## TASK PROMPT:
Return each line below that contains the string "light", matching case exactly.
☆ ☆ ☆ ☆ ☆ ☆ ☆
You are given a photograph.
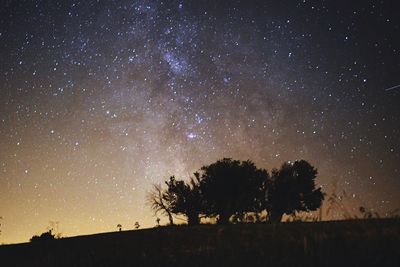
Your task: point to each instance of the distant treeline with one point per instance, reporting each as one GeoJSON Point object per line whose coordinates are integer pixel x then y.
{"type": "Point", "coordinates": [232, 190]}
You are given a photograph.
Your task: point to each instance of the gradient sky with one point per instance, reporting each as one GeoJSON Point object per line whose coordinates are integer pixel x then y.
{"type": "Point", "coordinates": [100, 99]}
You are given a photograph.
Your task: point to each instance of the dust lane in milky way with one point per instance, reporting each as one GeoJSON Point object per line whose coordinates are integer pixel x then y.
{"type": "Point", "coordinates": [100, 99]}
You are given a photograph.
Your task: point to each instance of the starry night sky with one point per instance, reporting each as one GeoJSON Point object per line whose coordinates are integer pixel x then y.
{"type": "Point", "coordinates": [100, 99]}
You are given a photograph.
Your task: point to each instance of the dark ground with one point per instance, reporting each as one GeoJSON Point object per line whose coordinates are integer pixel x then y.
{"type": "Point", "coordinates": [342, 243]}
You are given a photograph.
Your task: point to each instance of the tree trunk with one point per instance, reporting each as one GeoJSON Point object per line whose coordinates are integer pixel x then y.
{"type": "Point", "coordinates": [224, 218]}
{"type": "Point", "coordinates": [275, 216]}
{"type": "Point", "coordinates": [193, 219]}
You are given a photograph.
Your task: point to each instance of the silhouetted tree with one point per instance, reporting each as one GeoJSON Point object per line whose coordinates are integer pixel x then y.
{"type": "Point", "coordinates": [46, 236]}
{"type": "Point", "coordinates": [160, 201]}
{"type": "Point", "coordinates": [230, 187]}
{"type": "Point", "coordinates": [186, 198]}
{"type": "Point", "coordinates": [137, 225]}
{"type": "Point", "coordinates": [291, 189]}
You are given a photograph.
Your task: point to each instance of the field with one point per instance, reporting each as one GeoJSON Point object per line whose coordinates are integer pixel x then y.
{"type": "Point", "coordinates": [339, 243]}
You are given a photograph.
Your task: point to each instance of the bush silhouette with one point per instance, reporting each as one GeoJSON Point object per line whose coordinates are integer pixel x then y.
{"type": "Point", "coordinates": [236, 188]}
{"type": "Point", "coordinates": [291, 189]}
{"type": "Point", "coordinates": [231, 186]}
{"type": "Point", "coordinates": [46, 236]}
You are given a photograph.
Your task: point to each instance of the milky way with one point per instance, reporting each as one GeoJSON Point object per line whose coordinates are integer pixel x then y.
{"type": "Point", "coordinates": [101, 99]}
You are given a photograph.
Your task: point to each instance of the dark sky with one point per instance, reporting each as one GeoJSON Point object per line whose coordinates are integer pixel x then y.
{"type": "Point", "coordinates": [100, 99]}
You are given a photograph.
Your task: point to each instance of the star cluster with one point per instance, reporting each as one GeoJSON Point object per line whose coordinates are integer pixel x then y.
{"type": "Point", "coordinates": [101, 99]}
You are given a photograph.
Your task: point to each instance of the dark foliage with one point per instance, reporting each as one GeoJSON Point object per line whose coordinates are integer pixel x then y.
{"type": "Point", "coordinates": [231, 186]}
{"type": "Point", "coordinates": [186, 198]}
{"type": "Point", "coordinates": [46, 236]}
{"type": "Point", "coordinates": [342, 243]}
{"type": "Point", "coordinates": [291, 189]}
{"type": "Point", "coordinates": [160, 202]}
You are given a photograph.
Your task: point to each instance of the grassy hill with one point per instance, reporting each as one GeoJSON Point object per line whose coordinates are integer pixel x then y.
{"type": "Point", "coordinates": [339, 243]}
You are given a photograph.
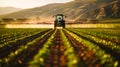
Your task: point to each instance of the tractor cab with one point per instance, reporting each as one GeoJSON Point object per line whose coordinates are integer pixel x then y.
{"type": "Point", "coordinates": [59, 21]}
☆ ☆ ☆ ☆ ☆ ☆ ☆
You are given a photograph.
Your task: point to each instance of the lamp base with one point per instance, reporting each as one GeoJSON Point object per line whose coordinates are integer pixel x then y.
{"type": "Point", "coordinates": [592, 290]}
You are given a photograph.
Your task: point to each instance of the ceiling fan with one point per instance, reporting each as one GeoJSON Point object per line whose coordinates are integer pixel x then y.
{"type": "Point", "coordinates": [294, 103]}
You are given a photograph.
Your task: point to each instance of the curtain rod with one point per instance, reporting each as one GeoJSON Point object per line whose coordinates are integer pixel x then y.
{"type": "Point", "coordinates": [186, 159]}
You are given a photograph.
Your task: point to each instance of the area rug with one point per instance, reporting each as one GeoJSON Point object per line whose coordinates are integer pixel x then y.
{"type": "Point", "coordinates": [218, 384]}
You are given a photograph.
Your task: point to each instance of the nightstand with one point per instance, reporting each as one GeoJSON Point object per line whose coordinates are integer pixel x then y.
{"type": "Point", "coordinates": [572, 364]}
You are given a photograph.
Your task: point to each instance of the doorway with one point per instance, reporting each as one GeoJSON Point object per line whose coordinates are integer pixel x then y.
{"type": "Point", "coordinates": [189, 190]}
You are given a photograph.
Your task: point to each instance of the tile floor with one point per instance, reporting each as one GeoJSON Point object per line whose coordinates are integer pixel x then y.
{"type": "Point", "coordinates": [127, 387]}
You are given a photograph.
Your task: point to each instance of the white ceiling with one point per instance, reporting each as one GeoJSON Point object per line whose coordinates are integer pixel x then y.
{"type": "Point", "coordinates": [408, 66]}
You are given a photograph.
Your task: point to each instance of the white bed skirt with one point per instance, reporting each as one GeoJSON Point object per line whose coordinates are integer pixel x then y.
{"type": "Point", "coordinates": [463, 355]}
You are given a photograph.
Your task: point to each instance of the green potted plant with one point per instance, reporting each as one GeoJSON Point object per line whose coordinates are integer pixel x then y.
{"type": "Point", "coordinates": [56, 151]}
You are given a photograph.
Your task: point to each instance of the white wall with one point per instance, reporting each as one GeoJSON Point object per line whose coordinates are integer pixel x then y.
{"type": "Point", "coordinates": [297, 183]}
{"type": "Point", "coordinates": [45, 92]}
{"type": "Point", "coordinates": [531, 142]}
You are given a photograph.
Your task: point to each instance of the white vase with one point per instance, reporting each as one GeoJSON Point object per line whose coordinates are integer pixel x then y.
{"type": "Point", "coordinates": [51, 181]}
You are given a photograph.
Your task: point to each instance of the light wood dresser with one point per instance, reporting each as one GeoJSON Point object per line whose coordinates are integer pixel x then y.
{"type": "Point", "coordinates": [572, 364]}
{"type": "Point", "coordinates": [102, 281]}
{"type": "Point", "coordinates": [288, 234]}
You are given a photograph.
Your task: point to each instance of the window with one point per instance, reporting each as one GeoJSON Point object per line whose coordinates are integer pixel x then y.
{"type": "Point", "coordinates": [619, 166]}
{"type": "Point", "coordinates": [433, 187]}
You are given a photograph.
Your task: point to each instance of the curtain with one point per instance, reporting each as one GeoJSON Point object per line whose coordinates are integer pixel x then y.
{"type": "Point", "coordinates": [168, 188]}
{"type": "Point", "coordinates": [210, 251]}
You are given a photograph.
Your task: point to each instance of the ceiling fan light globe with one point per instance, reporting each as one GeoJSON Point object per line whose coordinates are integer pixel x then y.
☆ ☆ ☆ ☆ ☆ ☆ ☆
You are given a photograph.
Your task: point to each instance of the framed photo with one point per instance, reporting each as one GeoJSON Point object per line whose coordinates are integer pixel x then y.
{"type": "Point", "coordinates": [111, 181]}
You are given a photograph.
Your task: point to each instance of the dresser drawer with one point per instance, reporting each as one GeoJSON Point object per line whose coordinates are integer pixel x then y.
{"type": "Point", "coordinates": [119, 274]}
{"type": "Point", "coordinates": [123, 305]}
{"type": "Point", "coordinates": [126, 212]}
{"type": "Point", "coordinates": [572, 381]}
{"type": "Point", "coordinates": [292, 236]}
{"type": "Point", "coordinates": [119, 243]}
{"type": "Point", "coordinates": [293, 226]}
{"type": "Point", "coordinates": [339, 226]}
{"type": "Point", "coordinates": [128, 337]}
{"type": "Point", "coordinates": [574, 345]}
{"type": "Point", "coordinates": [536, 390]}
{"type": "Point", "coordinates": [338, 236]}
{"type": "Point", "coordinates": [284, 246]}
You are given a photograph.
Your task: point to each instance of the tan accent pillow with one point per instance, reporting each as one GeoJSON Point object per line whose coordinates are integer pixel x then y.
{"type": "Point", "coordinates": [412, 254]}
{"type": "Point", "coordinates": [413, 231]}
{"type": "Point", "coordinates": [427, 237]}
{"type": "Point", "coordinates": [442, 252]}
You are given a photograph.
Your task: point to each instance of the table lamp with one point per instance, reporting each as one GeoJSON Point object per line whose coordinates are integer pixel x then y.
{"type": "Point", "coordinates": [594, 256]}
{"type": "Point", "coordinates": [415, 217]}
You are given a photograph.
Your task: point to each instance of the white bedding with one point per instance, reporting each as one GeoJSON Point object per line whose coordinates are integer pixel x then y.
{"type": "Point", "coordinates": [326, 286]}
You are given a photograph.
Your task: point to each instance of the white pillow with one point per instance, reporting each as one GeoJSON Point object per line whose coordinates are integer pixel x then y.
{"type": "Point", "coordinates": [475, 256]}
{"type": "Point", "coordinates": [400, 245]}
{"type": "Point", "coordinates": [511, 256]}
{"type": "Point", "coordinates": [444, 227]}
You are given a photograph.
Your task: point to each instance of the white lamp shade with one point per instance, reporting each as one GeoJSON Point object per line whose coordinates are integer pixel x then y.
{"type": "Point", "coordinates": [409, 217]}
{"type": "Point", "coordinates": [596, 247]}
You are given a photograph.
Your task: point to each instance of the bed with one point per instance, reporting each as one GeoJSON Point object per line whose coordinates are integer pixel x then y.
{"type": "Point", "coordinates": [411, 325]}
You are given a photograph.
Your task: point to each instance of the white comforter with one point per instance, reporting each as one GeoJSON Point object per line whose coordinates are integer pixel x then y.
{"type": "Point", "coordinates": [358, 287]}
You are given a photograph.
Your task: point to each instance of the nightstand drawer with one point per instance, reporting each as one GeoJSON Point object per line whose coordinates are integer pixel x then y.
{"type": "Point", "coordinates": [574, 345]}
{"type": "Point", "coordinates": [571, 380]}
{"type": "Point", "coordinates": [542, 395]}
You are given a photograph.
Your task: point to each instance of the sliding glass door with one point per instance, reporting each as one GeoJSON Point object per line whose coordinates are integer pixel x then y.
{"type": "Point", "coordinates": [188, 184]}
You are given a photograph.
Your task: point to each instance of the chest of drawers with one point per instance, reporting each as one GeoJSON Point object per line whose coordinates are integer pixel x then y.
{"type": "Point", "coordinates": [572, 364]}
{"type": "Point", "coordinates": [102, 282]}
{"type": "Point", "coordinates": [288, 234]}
☆ ☆ ☆ ☆ ☆ ☆ ☆
## EXPECTED ANSWER:
Your task: point to each instance of the light wood dresser with one point per instance, reporting each as one GeoJSON Point object per line whose coordinates are integer pixel x then y.
Your task: point to each instance of the ceiling fan light globe with one point per instance, reporting each as one GeoJSON Point object per line whose coordinates are integer pixel x then y.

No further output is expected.